## Things to do
• A. Please explain why, in the forum thread about bulk salt near Albany, the poster signing as Eric considers Warren Fane the best option so far. Answer in one to three sentences.
• B. Write the next part of the forum thread about bulk salt near Albany, picking up after its last line.

## Selected text
....

# Bulk Salt Albany area NY



## E19M84 (Oct 9, 2009)

Wondering where everyone gets there salt and what type of prices they are hearing, Im 20 min north of albany..thanks


----------



## rgrimes945 (Oct 22, 2006)

Warren Fane over in Troy has the salt pile Try them...


----------



## bigdeezle442 (Nov 20, 2008)

I am looking for salt in the same area and Fane had the best price that i found so far that will sell to an outsider. Cargill Deicing was the only other one that would sell to me. Albany Rock Salt owns the pile that Fane sells from. Just what I have found so far. 

Eric


----------



## RacerBren (Nov 6, 2005)

How much do you need?


----------



## ColumbiaLand (Sep 1, 2008)

....

## Recorded information
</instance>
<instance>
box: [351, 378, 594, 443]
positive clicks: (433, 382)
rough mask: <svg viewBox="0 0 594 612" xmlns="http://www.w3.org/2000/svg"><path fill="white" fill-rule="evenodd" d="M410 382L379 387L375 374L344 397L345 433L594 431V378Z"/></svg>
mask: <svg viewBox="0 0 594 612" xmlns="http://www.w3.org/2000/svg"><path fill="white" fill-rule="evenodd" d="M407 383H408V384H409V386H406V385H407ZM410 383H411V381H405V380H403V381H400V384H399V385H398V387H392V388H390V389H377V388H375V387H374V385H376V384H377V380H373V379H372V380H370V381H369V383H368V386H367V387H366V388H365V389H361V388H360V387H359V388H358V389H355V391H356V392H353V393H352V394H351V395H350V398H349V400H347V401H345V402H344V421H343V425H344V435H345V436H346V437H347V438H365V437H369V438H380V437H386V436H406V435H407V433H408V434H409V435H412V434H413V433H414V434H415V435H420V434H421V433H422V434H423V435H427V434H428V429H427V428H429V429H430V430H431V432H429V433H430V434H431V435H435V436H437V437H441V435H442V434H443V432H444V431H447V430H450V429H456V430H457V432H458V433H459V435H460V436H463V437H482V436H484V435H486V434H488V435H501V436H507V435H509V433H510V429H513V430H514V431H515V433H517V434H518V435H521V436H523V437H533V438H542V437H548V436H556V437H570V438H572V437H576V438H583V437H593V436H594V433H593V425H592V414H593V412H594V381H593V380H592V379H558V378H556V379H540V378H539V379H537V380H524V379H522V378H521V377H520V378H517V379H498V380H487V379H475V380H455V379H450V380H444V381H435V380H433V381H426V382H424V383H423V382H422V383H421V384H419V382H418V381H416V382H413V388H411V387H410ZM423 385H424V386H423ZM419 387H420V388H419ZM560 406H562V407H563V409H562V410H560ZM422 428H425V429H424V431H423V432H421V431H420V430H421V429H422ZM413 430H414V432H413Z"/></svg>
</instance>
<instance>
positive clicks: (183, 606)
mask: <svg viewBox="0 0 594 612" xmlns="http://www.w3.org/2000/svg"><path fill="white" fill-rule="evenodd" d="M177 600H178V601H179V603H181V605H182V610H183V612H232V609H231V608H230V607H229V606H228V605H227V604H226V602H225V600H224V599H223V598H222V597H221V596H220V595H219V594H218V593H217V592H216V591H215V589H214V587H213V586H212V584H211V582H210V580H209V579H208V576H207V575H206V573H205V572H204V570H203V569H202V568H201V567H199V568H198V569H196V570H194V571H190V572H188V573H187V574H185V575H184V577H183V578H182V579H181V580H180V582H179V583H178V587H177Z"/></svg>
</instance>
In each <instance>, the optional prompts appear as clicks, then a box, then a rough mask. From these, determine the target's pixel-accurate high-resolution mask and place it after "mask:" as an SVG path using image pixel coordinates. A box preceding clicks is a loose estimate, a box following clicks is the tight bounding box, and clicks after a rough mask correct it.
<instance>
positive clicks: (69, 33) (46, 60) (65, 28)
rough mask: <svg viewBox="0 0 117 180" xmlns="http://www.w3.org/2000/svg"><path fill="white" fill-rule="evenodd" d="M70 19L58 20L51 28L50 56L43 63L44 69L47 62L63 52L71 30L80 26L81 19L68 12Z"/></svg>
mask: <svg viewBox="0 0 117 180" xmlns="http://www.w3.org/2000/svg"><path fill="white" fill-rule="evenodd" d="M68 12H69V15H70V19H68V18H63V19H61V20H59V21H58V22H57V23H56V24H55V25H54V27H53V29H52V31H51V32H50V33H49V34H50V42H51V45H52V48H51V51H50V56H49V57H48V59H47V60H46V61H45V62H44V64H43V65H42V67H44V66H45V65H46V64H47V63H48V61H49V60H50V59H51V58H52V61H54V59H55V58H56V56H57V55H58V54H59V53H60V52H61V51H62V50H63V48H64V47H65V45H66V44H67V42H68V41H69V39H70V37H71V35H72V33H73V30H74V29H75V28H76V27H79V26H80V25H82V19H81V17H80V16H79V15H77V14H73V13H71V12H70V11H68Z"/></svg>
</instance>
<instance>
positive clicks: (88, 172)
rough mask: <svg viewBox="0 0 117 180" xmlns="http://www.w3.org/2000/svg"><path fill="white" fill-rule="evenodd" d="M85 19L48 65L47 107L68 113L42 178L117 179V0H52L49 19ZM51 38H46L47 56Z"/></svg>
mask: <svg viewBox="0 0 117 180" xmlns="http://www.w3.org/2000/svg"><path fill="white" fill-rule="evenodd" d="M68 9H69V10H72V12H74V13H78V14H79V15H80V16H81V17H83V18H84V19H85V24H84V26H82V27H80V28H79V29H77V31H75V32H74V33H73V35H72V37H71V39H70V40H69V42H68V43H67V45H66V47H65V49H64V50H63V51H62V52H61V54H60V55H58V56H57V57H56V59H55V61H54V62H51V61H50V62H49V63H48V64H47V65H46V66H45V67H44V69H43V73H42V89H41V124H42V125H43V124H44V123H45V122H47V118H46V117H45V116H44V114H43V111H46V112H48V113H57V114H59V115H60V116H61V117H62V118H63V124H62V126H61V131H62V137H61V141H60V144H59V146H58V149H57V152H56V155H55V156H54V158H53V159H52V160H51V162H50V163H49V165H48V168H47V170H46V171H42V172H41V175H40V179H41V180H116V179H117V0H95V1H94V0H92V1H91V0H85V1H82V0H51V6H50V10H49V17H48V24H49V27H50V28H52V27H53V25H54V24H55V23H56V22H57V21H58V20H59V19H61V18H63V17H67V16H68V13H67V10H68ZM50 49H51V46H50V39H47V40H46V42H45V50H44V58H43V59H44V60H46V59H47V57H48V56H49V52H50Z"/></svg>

....

## Responses to the exercise
• A. Of the suppliers Eric found that would sell to an outsider, Fane had the best price. The only other one willing to sell to him was Cargill Deicing.

• B.
heres fane's website http://wwfane.com or you can buy magic salt from brennan landscaping , hes the guy who posted above me, pm him


----------



## gary42095 (Jan 4, 2009)

i would like to know what kind of pricing you guys are getting up there too its like 85 here i believe picked up


----------



## ColumbiaLand (Sep 1, 2008)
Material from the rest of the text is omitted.